SUPPLIED PASSAGE ▸
— start —
The other features, such as connections, can be implemented after the basic framework has been completed, and these shouldn't affect the other objects.

Is there a specific format in which people suggest the structures and members of objects here?
Coordinator
Sep 16, 2013 at 7:29 PM
I would put the most common things that everyone expects into properties and then add a Metadata dictionary - similar to what we have in ISequence. Also, I suggest we abstract this into interfaces with concrete implementations so people could always build their own abstractions if they need to (for virtualization, additional custom data, etc.) Does that seem agreeable to everyone?

mark
Sep 16, 2013 at 9:05 PM
Edited Sep 17, 2013 at 4:09 PM
A Metadata dictionary seems most logical to me. The way that the metadata has previously been handled makes it a little more difficult to navigate the API (in Biojava).

I have made the basic interfaces, but they should be reviewed. I do not know how to push changes to this project on CodePlex. I can post the code here, but I'm not sure that would be particularly helpful. They are, however, fairly small.
Coordinator
Sep 21, 2013 at 2:37 AM
Agree with Mark's comments. Why don't you expose some basic interfaces for comment, even on the forums to begin with, and we can have a full discussion of the design before we move forward. I will have some others look at this as well.

cheers
jh
Sep 21, 2013 at 7:07 AM
Edited Sep 21, 2013 at 3:31 PM
For a lack of a better place to post these, I will simply be posting the code directly in this window. The interfaces are basically the same as the Open Bionformatics Foundation's scheme, simplified a bit and made stricter for Element. Little issues like case need to be sorted out. Also, I'm unsure of how appropriate it is to use enums to do things like express types of residues or nucleotides, but these can be easily changes to a plain String if that's better in C#.

The base for the structures, Element, is strictly defined, and is thusfar ported from the Open Bioinformatics Foundation's rendition:

/// <summary>
/// The Element defines the properties of every element on the periodic table.
/// This class is largely ported from the Element in BioJava.
/// </summary>
class Element
{

    /// <summary>
    /// An enumerator to define the different possible types of elements.  "Unknown" can also be used as a "wildcard" element for a broader set of elements, such as the "R" element.
— end —
Coordinate labeling data:
— start —
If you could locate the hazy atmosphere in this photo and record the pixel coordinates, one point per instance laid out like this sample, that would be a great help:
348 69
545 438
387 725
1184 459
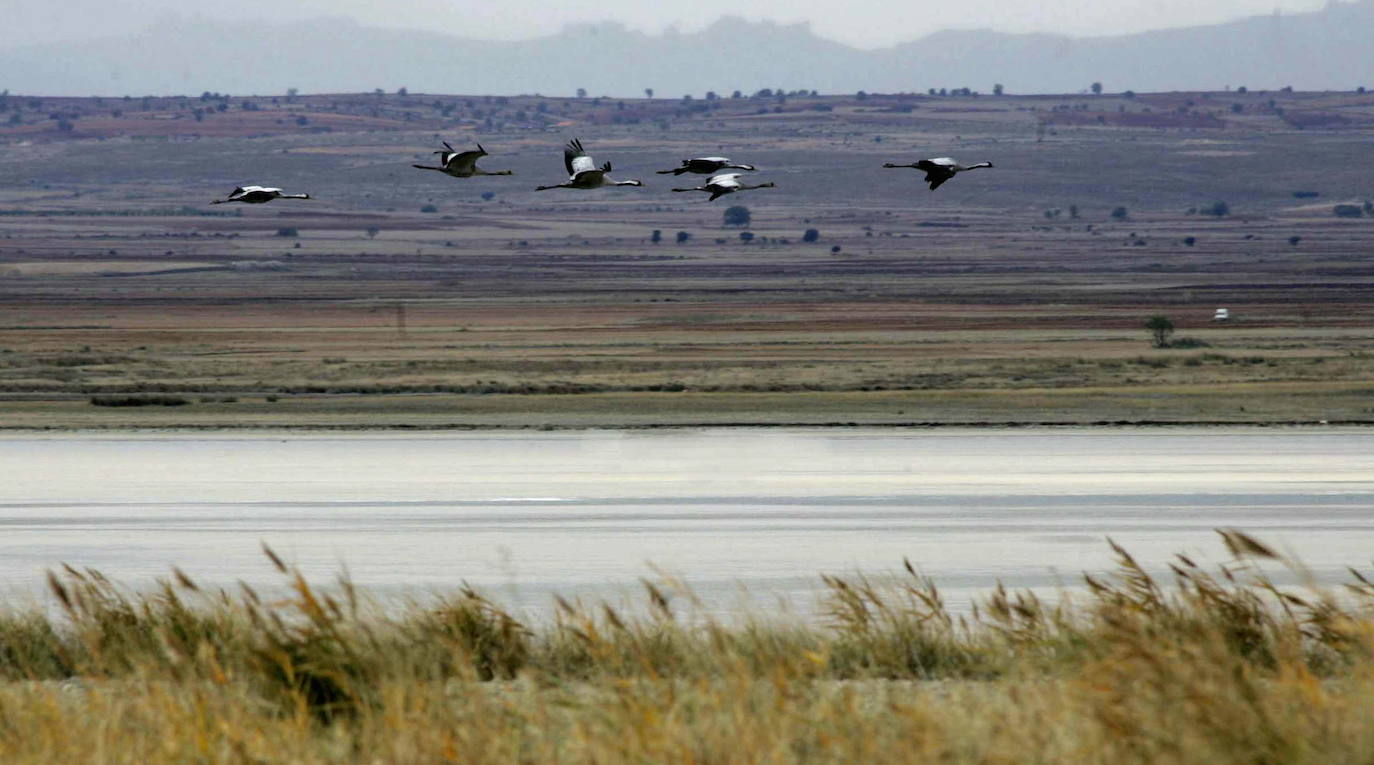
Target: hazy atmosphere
618 48
863 24
778 383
— end —
EXERCISE SET ▸
1. In the forum thread on designing the structure interfaces, what does the Coordinator suggest adding alongside properties for the most common things?
2. Extend the forum thread on designing the structure interfaces, picking up from its final line.

FINAL ANSWERS ▸
1. A Metadata dictionary, similar to the one in ISequence.

2.
    /// </summary>
    public enum ElementType { METALLOID, OTHER_NONMETAL, HALOGEN, NOBLE_GAS, ALKALI_METAL, ALKALINE_EARTH_METAL, LANTHANOID, ACTINOID, TRANSITION_METAL, POST_TRANSITION_METAL, UNKNOWN };

    public int atomicNumber;
    public int period;
    public int hillOrder;
    public float VDWRadius;
    public float covalentRadius;
    public int valenceElectronCount;
    public int minimumValence;
    public int maximumValence;
    public int commonValence;
    public int maximumCovalentValence;
    public float atomicMass;
    public int coreElectronCount;
    public int oxidationState;
    public float paulingElectronegativity;
    public ElementType elementType;

    public Element(int atomicNumber,
        int period,
        int hillOrder,
        float VDWRadius,
        float covalentRadius,
        int valenceElectronCount,
        int minimumValence,
        int maximumValence,
        int commonValence,
        int maximumCovalentValence,
        float atomicMass,
        int coreElectronCount,
        int oxidationState,
        float paulingElectronegativity,
        ElementType elementType)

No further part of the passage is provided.